--- Start Exercise material ---

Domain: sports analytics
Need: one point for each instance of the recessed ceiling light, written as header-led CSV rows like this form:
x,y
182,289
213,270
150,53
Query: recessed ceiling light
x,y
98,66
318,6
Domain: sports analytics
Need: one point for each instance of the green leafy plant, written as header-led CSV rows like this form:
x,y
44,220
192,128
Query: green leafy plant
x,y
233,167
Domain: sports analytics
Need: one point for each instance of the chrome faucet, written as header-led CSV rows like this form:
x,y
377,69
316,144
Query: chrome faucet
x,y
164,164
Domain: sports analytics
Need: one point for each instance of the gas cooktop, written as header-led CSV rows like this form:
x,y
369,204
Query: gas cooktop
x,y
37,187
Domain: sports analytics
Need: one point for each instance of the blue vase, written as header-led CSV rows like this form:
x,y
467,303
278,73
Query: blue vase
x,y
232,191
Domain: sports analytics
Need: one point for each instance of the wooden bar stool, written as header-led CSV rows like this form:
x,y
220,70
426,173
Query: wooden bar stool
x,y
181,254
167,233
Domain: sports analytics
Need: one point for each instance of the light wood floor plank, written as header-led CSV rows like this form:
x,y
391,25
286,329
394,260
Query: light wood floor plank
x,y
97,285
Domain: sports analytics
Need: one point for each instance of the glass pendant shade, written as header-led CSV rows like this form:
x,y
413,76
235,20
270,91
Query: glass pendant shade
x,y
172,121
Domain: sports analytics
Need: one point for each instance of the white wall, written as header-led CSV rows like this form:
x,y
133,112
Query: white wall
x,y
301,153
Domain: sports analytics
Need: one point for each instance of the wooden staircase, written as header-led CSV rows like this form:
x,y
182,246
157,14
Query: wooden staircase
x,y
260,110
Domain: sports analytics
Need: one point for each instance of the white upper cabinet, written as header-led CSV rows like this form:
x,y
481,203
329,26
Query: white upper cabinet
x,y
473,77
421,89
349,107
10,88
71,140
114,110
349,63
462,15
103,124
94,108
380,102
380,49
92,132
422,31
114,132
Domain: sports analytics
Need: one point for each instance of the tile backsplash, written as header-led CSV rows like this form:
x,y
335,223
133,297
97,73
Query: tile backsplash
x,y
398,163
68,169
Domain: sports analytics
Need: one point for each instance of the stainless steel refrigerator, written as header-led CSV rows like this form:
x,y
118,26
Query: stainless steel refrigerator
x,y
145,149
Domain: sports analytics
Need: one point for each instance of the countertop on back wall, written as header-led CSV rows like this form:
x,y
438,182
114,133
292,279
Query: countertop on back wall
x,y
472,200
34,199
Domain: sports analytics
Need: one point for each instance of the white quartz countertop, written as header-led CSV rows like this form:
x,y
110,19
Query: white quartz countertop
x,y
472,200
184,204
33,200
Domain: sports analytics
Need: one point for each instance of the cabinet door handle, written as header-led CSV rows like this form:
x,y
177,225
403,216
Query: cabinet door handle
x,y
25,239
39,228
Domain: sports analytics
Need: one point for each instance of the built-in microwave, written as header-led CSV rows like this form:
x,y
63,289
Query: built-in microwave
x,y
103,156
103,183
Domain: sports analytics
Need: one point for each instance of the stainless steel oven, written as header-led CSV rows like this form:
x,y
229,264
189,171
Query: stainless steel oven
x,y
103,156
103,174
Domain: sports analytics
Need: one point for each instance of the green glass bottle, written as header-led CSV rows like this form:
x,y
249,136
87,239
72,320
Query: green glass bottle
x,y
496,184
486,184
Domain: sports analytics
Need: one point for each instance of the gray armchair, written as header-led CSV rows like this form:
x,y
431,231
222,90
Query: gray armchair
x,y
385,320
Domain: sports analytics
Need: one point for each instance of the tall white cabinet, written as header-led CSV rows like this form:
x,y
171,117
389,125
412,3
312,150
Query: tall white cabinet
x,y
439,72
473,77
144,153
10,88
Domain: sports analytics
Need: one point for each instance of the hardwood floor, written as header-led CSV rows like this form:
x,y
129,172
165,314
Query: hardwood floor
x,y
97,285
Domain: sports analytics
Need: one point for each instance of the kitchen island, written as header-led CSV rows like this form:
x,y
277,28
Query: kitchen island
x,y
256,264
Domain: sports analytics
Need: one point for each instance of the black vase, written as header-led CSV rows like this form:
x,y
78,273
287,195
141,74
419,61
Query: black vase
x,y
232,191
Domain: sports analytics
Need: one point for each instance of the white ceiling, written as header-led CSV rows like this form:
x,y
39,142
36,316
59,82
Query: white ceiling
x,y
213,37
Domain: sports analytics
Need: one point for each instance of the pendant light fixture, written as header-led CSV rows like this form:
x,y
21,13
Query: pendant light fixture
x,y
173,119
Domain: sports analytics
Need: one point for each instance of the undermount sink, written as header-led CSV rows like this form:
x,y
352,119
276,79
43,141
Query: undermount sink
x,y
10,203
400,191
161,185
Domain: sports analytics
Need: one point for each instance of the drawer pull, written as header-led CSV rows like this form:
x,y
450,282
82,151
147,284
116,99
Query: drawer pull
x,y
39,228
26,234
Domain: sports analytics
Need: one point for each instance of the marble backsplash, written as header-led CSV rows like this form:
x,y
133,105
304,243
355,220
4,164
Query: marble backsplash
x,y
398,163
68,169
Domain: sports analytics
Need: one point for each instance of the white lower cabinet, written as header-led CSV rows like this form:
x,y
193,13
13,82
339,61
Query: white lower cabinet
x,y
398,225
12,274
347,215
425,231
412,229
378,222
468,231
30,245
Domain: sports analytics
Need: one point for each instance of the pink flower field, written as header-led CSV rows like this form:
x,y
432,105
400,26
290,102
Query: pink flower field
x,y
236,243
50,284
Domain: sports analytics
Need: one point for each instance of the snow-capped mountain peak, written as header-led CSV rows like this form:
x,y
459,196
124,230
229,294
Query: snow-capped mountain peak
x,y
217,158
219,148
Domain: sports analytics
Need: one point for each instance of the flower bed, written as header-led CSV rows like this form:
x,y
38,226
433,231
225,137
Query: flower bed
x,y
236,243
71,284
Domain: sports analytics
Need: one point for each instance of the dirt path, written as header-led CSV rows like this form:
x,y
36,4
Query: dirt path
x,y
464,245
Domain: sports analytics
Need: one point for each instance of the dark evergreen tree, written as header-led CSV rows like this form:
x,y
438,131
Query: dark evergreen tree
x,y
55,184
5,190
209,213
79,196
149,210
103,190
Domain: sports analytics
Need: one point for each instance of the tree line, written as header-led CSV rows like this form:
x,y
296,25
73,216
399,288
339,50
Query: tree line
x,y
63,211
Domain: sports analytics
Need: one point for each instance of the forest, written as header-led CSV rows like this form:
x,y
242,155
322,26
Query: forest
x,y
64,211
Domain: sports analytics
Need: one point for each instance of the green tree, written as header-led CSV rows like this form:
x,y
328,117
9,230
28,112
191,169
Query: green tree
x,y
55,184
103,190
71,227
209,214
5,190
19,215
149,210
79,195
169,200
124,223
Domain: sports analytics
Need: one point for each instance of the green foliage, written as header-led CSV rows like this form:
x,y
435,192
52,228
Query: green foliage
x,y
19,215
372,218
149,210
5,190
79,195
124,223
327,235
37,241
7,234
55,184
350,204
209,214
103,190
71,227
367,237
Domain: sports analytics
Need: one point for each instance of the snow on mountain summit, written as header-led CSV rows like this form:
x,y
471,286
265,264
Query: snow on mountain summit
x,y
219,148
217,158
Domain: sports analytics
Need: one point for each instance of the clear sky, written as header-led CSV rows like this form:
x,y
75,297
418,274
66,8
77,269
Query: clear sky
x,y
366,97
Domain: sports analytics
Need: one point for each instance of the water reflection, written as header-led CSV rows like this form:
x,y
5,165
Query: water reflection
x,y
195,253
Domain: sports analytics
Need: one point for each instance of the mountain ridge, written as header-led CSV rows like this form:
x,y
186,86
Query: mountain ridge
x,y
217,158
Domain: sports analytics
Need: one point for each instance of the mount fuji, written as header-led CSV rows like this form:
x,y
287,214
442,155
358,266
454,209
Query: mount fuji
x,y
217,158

--- End Exercise material ---

> [Exercise details]: List every line of the records above that contains the string "door", copying each line in full. Case counts.

> [Response]:
Need: one point for each instance of the cabinet door handle, written as header-led CSV rows like this form:
Query: cabinet door handle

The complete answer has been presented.